OBJECTIVE: Please reproduce the thread below about the ring generated by √p + √q word for word, from its first sentence to its last.

SELECTED TEXT:
--- start ---

Let $p,q$ be primes. Consider the ring $R=\mathbb Z[\sqrt p+ \sqrt q]$. It consists of all polynomials in $\sqrt p+\sqrt q$ with integer coefficients. I was told that we may assume that an element of $R$ can actually be considered as a polynomial in $\sqrt p+ \sqrt q$ of degree $\le 3$. Why this is true?
I was thinking about division with remainder but not sure what exactly I should divide by what, and in which ring (we don't know that $R$ is Euclidean).
On
Since $$(\sqrt{p}+\sqrt{q})^4-2(p+q)(\sqrt{p}+\sqrt{q})^2+(p-q)^2=0$$ if you have a polynomial in $\sqrt{p}+\sqrt{q}$ of a larger degree you can always lower the degree.

--- end ---

SUPPLIED INFORMATION:
--- start ---

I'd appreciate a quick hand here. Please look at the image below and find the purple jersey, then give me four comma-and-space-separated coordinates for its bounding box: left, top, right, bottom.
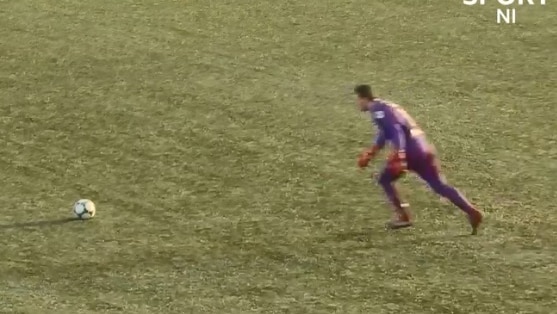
368, 99, 427, 153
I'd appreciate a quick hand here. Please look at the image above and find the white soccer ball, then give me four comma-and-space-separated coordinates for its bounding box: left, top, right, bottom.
73, 199, 97, 219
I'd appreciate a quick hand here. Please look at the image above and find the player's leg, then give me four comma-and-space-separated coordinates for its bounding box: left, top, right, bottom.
377, 166, 412, 229
415, 154, 482, 233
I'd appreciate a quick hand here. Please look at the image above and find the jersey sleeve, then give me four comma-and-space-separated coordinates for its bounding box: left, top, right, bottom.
372, 129, 386, 149
373, 106, 406, 151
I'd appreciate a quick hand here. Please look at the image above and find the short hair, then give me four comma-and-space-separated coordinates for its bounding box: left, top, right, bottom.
354, 84, 374, 99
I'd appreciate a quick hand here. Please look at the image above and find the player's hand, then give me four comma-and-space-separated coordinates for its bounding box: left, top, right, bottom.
358, 149, 374, 169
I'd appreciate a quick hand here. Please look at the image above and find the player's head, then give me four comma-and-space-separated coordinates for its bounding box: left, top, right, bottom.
354, 85, 375, 111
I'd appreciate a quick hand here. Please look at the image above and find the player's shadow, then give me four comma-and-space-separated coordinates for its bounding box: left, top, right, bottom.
0, 218, 79, 230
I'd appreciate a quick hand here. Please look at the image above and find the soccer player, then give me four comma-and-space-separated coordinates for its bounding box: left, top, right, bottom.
354, 85, 483, 234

--- end ---

PROBLEM SOLUTION:
Let $p,q$ be primes. Consider the ring $R=\mathbb Z[\sqrt p+ \sqrt q]$. It consists of all polynomials in $\sqrt p+\sqrt q$ with integer coefficients. I was told that we may assume that an element of $R$ can actually be considered as a polynomial in $\sqrt p+ \sqrt q$ of degree $\le 3$. Why this is true?
I was thinking about division with remainder but not sure what exactly I should divide by what, and in which ring (we don't know that $R$ is Euclidean).
On
Since $$(\sqrt{p}+\sqrt{q})^4-2(p+q)(\sqrt{p}+\sqrt{q})^2+(p-q)^2=0$$ if you have a polynomial in $\sqrt{p}+\sqrt{q}$ of a larger degree you can always lower the degree.